● ИСТОЧНИК:
# # #
Полагаем, что так это должно быть для всякого истинно-религиозного человека, что это и есть главная христианская идея, высшее требование христианства.

К чему приводит г. Соловьева желание какого-то другого единства, мы сейчас увидим. Но все его нападения на Данилевского, все его страшные обвинения происходят только оттого, что он на место истинного равенства подставляет свое мнимое единство.

II. Начало народности

Очень жаль, что г. Соловьев, порицая так сильно принцип национальности, нигде не объясняет, чем же именно он противен нравственности, все равно, высшей или низшей. Речь о появлении и свойствах этого принципа находится на страницах 116 и 117 (Нац. Вопр.), но ровно ничего определенного в себе не заключает. Тут бросается в глаза только разве насмешливый отзыв о Фихте: "Прежде всех отличился в этом деле знаменитый Фихте", причем нимало не объясняется, почему такая ирония постигла этого доблестного и по всем правам знаменитого философа. Мы можем только отсюда видеть, как высоко залетел г. Соловьев, объявляющий себя поклонником крылатых теорий. Утешьтесь, русские писатели и художники! Не вы одни кажетесь ползучими нашему парящему на высоте мыслителю; вероятно, иные гении и великаны Европы окажутся у него тоже какими-то козявками!
# # #
● ЗАДАНИЕ A: Извлеките, пожалуйста, из записей ниже все строки, где встречается слово «branch». Регистр букв учитывается.

● ВЫДЕРЖКА ИЗ ДАННЫХ:
# # #
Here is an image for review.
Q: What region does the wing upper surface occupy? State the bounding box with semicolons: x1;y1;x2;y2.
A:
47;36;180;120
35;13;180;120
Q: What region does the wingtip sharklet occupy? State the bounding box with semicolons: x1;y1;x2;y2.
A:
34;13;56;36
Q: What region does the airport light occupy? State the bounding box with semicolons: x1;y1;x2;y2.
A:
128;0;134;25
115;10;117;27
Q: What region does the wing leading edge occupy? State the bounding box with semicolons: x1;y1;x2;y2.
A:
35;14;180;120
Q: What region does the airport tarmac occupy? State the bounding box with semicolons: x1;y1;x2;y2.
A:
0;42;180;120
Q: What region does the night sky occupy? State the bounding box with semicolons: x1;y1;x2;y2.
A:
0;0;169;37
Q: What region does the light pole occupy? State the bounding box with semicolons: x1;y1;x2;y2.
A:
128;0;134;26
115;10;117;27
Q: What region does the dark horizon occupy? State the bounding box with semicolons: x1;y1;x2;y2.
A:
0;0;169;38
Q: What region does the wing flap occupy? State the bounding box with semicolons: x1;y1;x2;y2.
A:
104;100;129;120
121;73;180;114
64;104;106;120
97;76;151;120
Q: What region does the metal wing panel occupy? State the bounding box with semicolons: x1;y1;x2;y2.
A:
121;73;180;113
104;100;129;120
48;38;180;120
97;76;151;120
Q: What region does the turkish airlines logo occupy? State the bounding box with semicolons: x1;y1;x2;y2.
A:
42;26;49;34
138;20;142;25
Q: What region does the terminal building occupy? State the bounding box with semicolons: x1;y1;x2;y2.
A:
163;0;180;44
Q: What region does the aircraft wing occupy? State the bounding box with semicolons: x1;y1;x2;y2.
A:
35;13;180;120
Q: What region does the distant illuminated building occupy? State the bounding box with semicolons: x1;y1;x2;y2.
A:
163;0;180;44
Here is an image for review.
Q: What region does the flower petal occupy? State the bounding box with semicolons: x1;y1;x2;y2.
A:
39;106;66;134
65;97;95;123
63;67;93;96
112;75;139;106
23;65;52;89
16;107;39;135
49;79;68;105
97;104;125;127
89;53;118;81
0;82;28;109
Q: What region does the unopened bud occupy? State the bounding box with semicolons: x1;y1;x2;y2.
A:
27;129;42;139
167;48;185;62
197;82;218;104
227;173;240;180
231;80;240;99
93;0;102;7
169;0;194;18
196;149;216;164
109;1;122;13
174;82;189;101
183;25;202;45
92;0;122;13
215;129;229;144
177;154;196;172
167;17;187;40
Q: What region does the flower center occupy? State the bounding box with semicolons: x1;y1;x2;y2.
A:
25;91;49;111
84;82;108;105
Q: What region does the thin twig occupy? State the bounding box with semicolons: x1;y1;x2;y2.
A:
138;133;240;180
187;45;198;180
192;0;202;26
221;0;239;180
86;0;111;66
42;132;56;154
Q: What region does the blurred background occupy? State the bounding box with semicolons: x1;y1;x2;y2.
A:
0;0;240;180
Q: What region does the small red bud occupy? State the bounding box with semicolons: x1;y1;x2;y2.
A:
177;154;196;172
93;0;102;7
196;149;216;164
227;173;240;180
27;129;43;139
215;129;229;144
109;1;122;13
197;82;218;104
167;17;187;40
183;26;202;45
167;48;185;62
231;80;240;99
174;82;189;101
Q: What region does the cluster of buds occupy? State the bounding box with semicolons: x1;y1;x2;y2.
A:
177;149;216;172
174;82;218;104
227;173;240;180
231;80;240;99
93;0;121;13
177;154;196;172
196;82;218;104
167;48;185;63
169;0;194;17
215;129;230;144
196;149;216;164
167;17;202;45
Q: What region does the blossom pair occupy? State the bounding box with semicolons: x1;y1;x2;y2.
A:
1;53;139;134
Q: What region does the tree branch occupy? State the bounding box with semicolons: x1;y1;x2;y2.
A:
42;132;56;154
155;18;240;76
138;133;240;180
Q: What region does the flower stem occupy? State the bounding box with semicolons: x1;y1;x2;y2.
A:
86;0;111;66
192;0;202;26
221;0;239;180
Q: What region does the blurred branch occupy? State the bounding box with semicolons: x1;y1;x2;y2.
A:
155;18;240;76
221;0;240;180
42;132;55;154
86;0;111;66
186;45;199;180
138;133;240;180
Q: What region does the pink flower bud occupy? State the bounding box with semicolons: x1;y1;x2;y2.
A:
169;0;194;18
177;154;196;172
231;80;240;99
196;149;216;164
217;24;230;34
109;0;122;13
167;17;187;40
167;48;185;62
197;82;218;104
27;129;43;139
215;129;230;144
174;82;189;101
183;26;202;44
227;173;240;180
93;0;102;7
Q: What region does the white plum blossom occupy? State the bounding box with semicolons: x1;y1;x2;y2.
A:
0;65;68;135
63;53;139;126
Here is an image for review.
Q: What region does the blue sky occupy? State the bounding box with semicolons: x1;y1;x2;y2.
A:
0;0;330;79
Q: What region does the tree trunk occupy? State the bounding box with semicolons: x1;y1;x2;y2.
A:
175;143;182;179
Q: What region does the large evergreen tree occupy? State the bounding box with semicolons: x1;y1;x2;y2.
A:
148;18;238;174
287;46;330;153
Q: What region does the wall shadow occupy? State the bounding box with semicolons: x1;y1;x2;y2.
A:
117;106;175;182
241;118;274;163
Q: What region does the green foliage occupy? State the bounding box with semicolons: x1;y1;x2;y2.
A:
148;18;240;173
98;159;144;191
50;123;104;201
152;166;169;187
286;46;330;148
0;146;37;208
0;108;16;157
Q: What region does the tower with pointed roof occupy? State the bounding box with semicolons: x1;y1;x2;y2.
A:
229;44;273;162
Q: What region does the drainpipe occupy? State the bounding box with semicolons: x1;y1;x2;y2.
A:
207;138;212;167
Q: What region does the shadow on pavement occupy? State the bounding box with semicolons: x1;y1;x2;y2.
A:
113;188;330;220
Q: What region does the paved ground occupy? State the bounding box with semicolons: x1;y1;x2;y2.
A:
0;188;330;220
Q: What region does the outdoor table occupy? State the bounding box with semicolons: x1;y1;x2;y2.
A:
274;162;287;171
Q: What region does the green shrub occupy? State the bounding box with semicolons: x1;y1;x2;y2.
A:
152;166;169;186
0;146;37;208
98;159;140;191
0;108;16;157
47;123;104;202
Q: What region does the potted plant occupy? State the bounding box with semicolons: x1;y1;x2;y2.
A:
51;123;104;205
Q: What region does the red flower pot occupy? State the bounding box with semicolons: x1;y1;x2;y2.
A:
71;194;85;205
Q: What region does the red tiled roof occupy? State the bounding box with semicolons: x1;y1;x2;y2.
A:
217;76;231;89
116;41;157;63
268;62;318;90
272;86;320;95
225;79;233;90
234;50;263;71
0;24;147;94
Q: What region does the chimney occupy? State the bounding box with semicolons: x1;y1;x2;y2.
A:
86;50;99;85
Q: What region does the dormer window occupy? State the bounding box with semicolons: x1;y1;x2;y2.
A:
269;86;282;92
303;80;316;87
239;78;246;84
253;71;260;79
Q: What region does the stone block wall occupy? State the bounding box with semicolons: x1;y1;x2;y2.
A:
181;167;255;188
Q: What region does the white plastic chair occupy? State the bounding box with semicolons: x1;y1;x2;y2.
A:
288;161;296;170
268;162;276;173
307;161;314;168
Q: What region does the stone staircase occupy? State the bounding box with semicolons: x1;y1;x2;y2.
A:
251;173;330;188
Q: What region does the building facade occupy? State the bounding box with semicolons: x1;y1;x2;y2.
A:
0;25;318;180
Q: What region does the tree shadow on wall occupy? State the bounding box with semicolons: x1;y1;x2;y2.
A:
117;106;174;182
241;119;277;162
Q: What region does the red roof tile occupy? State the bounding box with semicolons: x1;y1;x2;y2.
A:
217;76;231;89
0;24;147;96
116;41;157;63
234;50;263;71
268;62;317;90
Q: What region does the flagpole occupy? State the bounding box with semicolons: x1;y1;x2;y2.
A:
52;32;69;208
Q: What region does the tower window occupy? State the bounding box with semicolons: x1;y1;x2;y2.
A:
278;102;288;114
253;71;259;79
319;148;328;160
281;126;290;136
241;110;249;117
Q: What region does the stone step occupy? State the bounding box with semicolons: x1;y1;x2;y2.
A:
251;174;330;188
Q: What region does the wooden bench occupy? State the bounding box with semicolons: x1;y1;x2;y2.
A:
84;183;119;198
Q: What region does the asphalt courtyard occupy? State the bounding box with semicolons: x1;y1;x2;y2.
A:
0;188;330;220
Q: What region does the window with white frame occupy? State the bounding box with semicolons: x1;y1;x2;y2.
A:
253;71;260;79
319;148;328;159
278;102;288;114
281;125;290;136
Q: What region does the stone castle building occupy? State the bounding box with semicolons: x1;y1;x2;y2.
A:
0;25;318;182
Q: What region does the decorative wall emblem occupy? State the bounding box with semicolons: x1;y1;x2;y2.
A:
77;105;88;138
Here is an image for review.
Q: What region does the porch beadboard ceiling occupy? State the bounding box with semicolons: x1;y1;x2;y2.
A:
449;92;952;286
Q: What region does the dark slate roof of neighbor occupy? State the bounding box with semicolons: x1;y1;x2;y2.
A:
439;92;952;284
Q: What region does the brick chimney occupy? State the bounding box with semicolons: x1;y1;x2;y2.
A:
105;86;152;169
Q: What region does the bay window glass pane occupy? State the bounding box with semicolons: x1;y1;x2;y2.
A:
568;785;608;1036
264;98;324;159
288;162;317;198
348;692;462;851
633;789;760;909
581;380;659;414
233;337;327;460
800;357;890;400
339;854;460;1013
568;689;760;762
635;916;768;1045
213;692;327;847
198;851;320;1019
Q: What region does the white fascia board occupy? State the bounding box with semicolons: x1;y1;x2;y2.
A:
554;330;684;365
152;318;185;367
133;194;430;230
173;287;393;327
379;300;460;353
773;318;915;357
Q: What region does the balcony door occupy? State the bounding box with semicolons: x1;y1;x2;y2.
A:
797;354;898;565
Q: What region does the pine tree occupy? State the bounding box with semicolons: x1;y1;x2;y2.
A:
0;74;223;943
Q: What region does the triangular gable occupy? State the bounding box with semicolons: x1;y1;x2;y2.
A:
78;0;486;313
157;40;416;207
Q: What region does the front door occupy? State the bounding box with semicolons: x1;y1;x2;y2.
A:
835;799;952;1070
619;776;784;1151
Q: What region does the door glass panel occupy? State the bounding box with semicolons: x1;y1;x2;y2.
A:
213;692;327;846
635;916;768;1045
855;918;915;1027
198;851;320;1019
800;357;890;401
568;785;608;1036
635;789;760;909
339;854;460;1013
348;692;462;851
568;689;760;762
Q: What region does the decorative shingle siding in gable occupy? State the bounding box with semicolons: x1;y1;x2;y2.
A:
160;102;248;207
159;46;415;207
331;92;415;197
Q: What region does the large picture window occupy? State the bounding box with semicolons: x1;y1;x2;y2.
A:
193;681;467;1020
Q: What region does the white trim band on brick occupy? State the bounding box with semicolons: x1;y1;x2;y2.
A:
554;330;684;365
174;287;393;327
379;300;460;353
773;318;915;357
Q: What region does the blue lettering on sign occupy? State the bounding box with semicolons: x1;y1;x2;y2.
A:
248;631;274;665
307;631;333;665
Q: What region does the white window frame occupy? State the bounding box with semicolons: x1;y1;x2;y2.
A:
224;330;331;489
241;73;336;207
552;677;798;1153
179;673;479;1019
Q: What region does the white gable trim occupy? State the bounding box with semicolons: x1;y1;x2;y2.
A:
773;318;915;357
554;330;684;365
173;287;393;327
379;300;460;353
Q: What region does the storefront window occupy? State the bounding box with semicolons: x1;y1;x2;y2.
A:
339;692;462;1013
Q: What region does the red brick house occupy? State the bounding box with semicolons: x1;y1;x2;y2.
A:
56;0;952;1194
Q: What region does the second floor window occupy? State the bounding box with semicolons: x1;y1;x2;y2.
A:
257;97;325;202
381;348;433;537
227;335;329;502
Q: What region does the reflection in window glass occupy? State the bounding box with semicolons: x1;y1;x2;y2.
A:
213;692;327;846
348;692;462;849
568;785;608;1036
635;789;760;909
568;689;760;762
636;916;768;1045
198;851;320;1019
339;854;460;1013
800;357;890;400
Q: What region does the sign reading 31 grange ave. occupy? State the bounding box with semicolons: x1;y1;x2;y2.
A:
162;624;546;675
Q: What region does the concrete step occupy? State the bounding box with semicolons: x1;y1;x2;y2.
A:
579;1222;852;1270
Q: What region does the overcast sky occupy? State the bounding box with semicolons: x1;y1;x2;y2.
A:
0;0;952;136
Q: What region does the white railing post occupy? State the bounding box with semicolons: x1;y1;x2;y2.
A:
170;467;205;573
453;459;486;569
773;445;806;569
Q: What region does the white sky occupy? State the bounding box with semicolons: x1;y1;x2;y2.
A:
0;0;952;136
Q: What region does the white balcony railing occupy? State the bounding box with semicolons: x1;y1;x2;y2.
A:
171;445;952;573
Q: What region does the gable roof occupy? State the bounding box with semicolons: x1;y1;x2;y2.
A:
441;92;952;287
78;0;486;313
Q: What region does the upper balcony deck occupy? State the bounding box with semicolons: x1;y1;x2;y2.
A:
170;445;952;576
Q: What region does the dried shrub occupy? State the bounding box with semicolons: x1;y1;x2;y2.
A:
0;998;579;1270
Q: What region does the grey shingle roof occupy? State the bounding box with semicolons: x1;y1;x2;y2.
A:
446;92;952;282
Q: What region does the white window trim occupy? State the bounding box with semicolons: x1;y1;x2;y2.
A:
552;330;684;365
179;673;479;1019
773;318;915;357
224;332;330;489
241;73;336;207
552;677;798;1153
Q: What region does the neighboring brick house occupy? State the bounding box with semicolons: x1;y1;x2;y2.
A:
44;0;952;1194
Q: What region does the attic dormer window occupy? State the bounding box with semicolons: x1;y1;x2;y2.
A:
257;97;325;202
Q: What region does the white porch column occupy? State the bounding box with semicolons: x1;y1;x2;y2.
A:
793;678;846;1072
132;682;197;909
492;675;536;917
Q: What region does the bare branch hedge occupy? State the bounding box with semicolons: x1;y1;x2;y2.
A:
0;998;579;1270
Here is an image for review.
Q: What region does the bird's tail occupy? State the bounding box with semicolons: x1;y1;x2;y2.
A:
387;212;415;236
# # #
● ЗАДАНИЕ B:
Ответьте на вопросы по источнику, каждый ответ с новой строки:
(i) Что, по словам автора, г. Соловьев подставляет на место истинного равенства?
(ii) На каких страницах «Нац. Вопр.» говорится о появлении и свойствах принципа национальности?
(iii) О каком философе г. Соловьев отзывается насмешливо?

● ПРАВИЛЬНЫЙ ОТВЕТ A:
Q: What region does the tree branch occupy? State the bounding box with semicolons: x1;y1;x2;y2.
Q: What region does the blurred branch occupy? State the bounding box with semicolons: x1;y1;x2;y2.
Q: What region does the bare branch hedge occupy? State the bounding box with semicolons: x1;y1;x2;y2.

● ПРАВИЛЬНЫЙ ОТВЕТ B:
(i) Свое мнимое единство.
(ii) На страницах 116 и 117.
(iii) О Фихте.